§ YOUR ASSIGNMENT
Once the line containing "Look at the photo above. For each instance of the wicketkeeping" is located, output it and every line after it through the end of the records, exactly as written and nothing else.

Records excerpted from a collection:

-=-=-

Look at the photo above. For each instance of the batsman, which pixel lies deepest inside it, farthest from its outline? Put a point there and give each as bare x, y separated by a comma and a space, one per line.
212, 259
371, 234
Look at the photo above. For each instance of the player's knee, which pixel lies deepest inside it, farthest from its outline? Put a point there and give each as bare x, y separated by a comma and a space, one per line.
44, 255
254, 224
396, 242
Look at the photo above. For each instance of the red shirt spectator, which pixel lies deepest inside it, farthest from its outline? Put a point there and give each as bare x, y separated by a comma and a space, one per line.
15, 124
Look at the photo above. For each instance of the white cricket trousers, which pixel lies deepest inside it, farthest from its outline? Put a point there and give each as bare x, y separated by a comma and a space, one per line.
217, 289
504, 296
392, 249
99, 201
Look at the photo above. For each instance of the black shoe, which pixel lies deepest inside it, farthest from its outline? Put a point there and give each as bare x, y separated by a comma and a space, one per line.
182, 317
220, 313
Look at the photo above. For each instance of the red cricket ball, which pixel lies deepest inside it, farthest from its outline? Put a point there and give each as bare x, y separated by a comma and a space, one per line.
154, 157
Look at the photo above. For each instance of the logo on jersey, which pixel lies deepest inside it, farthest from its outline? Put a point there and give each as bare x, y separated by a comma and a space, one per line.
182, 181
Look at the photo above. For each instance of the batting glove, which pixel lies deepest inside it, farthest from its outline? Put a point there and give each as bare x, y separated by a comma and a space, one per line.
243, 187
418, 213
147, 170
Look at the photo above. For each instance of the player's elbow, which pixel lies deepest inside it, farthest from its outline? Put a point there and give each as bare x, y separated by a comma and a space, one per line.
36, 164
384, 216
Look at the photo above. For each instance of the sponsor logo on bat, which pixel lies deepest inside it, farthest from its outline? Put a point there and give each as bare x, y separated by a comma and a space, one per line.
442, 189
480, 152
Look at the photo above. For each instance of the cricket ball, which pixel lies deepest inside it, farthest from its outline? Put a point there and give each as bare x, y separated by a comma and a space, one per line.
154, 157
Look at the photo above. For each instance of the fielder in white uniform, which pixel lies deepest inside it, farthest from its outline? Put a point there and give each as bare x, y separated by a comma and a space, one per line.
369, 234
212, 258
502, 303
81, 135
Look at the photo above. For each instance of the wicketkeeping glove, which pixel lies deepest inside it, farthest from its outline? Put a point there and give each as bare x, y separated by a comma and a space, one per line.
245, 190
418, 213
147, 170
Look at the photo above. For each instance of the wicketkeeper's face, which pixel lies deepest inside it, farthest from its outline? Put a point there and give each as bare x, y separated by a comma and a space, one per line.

-=-=-

§ SOLVED PROBLEM
Look at the photo above. For each instance of the wicketkeeping glove, which pixel lies deepest inside it, farthest from its outline? Put a point there and give each as bare x, y separated by a comma and a space, one per line.
245, 190
418, 213
147, 170
Look at the photo above. For each instance of the wicketkeeper's face, which pixel lies deepest inside it, farthest from its outline? Put a point there and give each as bare x, y separated by a comma and a space, one per line.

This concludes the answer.